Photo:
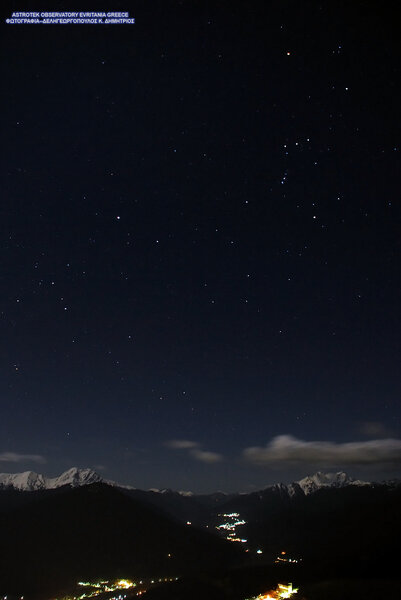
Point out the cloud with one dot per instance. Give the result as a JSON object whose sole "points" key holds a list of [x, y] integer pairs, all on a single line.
{"points": [[182, 444], [288, 449], [14, 457], [195, 450], [206, 456]]}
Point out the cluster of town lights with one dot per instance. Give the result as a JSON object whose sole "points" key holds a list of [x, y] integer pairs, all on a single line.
{"points": [[95, 588], [280, 593]]}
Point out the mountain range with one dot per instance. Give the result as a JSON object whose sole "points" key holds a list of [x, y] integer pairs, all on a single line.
{"points": [[55, 531], [74, 477]]}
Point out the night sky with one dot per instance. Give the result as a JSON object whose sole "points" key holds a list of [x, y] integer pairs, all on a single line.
{"points": [[200, 243]]}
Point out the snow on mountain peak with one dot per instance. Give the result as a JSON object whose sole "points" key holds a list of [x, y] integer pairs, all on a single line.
{"points": [[319, 480], [30, 481]]}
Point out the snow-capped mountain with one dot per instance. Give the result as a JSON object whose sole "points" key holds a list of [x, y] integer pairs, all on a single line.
{"points": [[319, 480], [30, 481], [74, 477]]}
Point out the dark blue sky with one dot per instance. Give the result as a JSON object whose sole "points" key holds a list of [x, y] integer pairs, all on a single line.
{"points": [[200, 243]]}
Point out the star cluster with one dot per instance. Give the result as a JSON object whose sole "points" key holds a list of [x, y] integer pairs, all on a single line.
{"points": [[200, 238]]}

▶ [WHAT IS NEEDED] Images are to be omitted; repeat the remaining data above exactly.

▶ [SOLVED EXERCISE]
Photo:
Point out the cloud with one dot per instance. Give the result as a JSON object whose sole "points" key holds a list of [x, y] integer pairs, all on a single line.
{"points": [[182, 444], [288, 449], [14, 457], [195, 450], [206, 456]]}
Point out the cluster of town lights with one dot per instance. Give the result as a JSON object whose sole "points" key holds a list of [x, y] integer pairs, all on a single line.
{"points": [[95, 588], [280, 593]]}
Point out the mountain range with one dot per instance. Give the result as a JSON object whose sole "points" key holds a list of [x, y] integer pairs, all on a single line.
{"points": [[55, 531], [74, 477]]}
Point out the night sky with one dot per instance. Give the result as a JSON object whose sole "points" key holds a list of [x, y] integer pairs, all on a single line.
{"points": [[200, 243]]}
Point out the snow on mountain peak with one dot per instance. Give the result as a JSON object whose sole "points" key holds a list of [x, y] integer pairs, all on a single line.
{"points": [[319, 480], [30, 481]]}
Point out the snow-capped mountain with one dot per instance. Give the result as a JSON object whose sole "points" key holds a list of [x, y] integer pairs, all on a single line.
{"points": [[319, 480], [30, 481], [74, 477]]}
Point out the dark blue sky with one dot per instance. Give the result as a JSON object whose sole "points" key holds a list of [x, y] integer pairs, all on a single line.
{"points": [[200, 243]]}
Point out the star cluster with one dot per instance. Give the result as a JSON object whose sole "points" key holds a list of [x, y] integer pairs, all on a single line.
{"points": [[200, 238]]}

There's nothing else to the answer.